▶ **Texto dado**
______________________________

Das pequenas vilas do Vale Sagrado escolhi Ollantaytambo. Uma simpática terra, muito bem localizada no Vale Sagrado. Tem estação de comboio para ir directamente para Machu Picchu e pode usá-la como base para visitar o resto do vale (que não deve ser descurado). E, a sua altitude pouco superior a dois mil metros, permite-lhe fazer uma boa aclimatização antes de se dedicar a “escalar” as ladeiras de Cusco.

Os bilhetes para Machu Picchu
Esta é uma das fases mais complicadas do processo. Há diversos bilhetes e horários à escolha: 
•    Apenas o sítio arqueológico de Machu Picchu.
•    O sítio arqueológico de Machu Picchu e Huayna Picchu (o bilhete mais “raro”. Tente reservar com uns três meses de antecedência).
•    O sítio arqueológico de Machu Picchu e a Montanha de Machu Picchu (aquela que fica nas “traseiras” da típica fotografia de Machu Picchu).
Além do mais, alguns bilhetes têm um número de vendas diário muito limitado. Portanto, se não tiver cuidado, a sua ida a Machu Picchu pode condicionar toda a sua viagem ao Peru! E se pensa que pode chegar lá e comprar um bilhete na candonga, esqueça, pois o seu bilhete está personalizado e só lá entra com a apresentação do passaporte (ou fotocópia). Com direito a uma carimbadela da “alfândega Inca” e tudo.
Por isso, assim que puder, compre os seus bilhetes online em www.machupicchu.gob.pe. Contudo, certifique-se que há bilhetes de comboio para o dia e hora escolhidos. Não convém ficar apeado. Quanto maior o grupo, no meu caso éramos seis, mais difícil se torna este processo de compra de bilhetes (vai dar por si, a testar datas, com várias páginas da internet abertas).
Como ir
Esta parte é fácil. Para quem não vai a pé montanha acima, a única maneira de ir para Machu Picchu é de comboio. O percurso até à estação de Aguas Calientes segue ao longo do rio Urubamba, que só por si, já vale a viagem. E em seguida montanha acima, aos ziguezagues num pequeno autocarro, mesmo até à entrada do parque.
Há duas companhias a fazer o percurso de caminho de ferro e os bilhetes podem, e devem ser, comprados online (http://www.incarail.com/ ou http://www.perurail.com/), assim que tiver comprado os seus bilhetes de entrada para Machu Picchu. Os horários e preços são bem variados pelo que, mais uma vez, a compra antecipada pode significar uma grande poupança.

______________________________

▶ **Tarefas**
1 - Responda com base no texto sobre a viagem a Machu Picchu:
(a) Qual é a altitude de Ollantaytambo indicada no texto?
(b) Que documento tem de apresentar para entrar em Machu Picchu?
(c) Ao longo de que rio segue o percurso de comboio até Aguas Calientes?
2 - Prossiga o texto sobre a viagem a Machu Picchu a partir do ponto em que termina.

Linhas de dados:
______________________________

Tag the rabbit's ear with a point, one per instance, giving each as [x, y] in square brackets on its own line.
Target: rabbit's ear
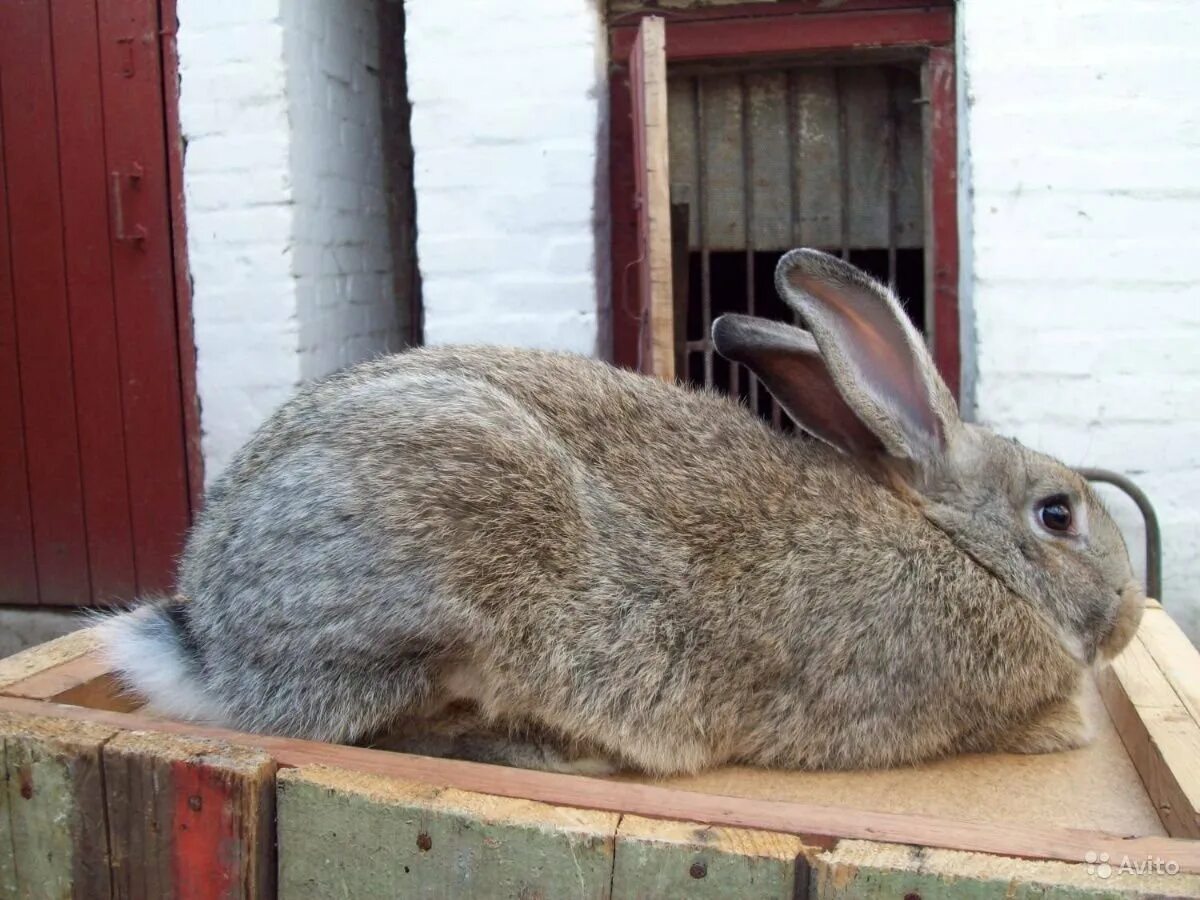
[874, 354]
[787, 361]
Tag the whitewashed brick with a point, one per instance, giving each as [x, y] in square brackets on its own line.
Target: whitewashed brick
[285, 193]
[1085, 209]
[508, 102]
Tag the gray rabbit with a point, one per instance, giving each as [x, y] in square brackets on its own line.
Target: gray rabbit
[629, 574]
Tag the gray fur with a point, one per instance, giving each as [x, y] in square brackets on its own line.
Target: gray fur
[647, 574]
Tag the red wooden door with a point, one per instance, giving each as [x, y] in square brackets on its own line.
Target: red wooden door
[94, 493]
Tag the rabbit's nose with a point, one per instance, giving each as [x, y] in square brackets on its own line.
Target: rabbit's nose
[1131, 604]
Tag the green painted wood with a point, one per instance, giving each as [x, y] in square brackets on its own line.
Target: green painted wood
[348, 835]
[54, 810]
[7, 858]
[862, 870]
[669, 859]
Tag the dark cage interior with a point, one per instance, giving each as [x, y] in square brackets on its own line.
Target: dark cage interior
[767, 160]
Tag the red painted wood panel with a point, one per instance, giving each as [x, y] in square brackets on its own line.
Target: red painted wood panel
[43, 327]
[18, 574]
[135, 139]
[89, 273]
[93, 459]
[168, 29]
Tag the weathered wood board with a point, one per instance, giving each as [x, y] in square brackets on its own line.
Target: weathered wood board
[101, 801]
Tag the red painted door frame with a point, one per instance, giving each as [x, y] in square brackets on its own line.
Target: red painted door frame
[793, 28]
[99, 463]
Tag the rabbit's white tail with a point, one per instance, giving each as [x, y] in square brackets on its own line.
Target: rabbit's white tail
[147, 652]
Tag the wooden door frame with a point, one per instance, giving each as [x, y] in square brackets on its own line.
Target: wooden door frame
[793, 28]
[168, 33]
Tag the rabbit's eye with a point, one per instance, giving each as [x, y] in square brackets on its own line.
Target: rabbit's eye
[1055, 514]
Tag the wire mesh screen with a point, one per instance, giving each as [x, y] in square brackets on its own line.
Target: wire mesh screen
[765, 161]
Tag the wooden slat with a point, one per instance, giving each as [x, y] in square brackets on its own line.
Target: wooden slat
[189, 819]
[144, 283]
[1159, 733]
[817, 159]
[18, 571]
[89, 282]
[724, 189]
[797, 34]
[42, 658]
[342, 834]
[682, 135]
[911, 171]
[663, 858]
[771, 165]
[52, 809]
[43, 328]
[816, 825]
[648, 82]
[1175, 654]
[865, 107]
[191, 402]
[941, 215]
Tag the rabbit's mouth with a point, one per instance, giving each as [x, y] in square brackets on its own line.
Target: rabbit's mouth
[1125, 624]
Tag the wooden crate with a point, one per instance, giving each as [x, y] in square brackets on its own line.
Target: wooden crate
[105, 801]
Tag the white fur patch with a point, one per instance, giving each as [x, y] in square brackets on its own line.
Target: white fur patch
[151, 664]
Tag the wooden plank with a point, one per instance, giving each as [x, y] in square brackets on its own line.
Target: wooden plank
[769, 166]
[54, 809]
[815, 823]
[863, 93]
[1159, 733]
[18, 571]
[865, 870]
[911, 163]
[43, 328]
[817, 159]
[682, 136]
[622, 197]
[47, 655]
[1175, 654]
[191, 402]
[89, 285]
[83, 682]
[724, 166]
[347, 834]
[135, 145]
[189, 817]
[942, 215]
[661, 858]
[652, 171]
[749, 37]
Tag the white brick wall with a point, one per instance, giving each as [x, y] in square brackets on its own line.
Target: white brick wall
[340, 250]
[509, 105]
[237, 195]
[1085, 281]
[283, 195]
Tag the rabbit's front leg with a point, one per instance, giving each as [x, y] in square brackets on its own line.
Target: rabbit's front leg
[1061, 726]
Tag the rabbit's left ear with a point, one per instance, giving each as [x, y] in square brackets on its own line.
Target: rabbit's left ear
[874, 354]
[789, 364]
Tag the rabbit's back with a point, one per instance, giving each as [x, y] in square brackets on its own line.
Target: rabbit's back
[444, 505]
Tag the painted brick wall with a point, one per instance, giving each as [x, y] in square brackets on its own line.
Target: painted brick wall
[283, 185]
[341, 257]
[237, 195]
[508, 127]
[1084, 136]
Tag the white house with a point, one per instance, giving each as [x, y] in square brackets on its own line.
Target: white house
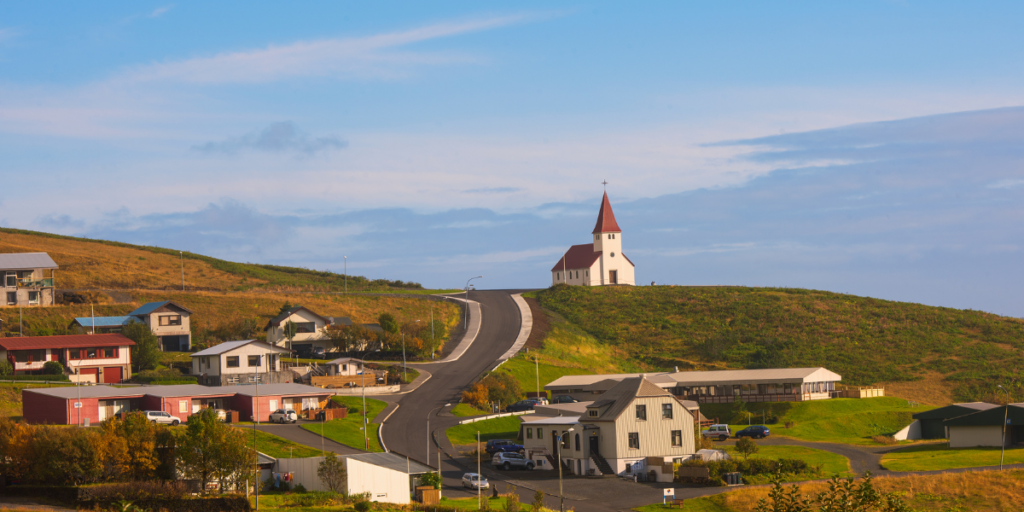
[385, 477]
[243, 361]
[601, 262]
[635, 427]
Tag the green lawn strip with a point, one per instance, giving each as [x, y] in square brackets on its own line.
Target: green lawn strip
[938, 456]
[462, 410]
[832, 464]
[497, 428]
[279, 448]
[706, 504]
[348, 431]
[848, 421]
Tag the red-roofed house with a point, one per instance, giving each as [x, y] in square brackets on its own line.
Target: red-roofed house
[97, 357]
[599, 263]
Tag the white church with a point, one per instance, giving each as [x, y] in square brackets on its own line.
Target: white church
[599, 263]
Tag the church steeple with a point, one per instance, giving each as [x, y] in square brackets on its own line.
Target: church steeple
[606, 218]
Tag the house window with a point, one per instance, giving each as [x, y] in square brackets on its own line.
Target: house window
[635, 440]
[170, 320]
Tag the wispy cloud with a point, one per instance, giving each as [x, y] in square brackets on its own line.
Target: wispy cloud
[329, 57]
[279, 137]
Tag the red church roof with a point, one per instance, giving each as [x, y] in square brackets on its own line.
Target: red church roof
[605, 218]
[578, 257]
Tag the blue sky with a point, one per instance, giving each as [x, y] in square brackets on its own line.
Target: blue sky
[869, 147]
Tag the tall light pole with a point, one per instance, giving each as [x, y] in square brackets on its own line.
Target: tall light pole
[561, 496]
[1006, 412]
[431, 413]
[467, 299]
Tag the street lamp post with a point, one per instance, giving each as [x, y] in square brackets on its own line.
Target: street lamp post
[467, 299]
[561, 496]
[1006, 412]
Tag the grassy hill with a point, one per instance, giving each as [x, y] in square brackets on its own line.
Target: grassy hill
[91, 264]
[932, 354]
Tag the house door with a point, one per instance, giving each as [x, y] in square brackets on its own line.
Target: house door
[112, 375]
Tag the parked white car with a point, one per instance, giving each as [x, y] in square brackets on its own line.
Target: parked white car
[473, 480]
[719, 431]
[284, 416]
[162, 418]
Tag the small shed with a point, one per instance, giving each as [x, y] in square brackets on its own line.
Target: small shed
[931, 421]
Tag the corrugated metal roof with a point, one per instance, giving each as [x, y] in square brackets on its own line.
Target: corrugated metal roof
[102, 321]
[231, 345]
[150, 307]
[66, 341]
[393, 462]
[26, 261]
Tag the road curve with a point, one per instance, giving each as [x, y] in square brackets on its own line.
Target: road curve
[406, 430]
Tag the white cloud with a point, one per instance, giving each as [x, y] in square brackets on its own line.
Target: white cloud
[348, 57]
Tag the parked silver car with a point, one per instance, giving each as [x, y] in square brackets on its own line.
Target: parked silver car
[284, 416]
[162, 418]
[507, 461]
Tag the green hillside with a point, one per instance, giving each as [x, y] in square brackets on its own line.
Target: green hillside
[867, 341]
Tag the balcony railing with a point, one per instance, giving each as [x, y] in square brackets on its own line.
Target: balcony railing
[31, 283]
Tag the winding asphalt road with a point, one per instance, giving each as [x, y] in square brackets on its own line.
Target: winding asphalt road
[406, 430]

______________________________

▶ **Respostas**
1 -
(a) Pouco superior a dois mil metros.
(b) O passaporte (ou uma fotocópia).
(c) O rio Urubamba.

2 -
Logo que comprar o bilhete, irá receber, por email, um voucher que depois, já no Peru, servirá para levantar, na bilheteira da estação, os bilhetes do comboio (e isso implica a apresentação do seu passaporte ou fotocópia). Pois… Nada é simples.
Chegado a Aguas Calientes terá ainda que comprar o bilhete do autocarro. Felizmente o último, para subir até ao sítio arqueológico propriamente dito. É um esplêndido percurso de cerca de 30 minutos, ziguezagueando montanha acima. 

O que levar
O parque arqueológico é bastante grande e, quem quer, acaba por andar bastante. Leve apenas uma pequena mochila com o essencial (água, comida e um impermeável). 
Se for como eu e as fotos do telemóvel não o satisfazem, recomendo uma câmara fotográfica que seja leve. E não deixe de levar um bom zoom para melhor captar os pormenores da paisagem. Uma câmara fotográfica mirrorless alivia o peso sem comprometer a qualidade (fazer link com artigo do Alma de Viajante sobre a escolha de câmara fotográfica). Eu uso uma Fuji (com a qual fiz as fotografias do artigo). A qualidade é soberba e no fim do dia não tenho o ombro dorido.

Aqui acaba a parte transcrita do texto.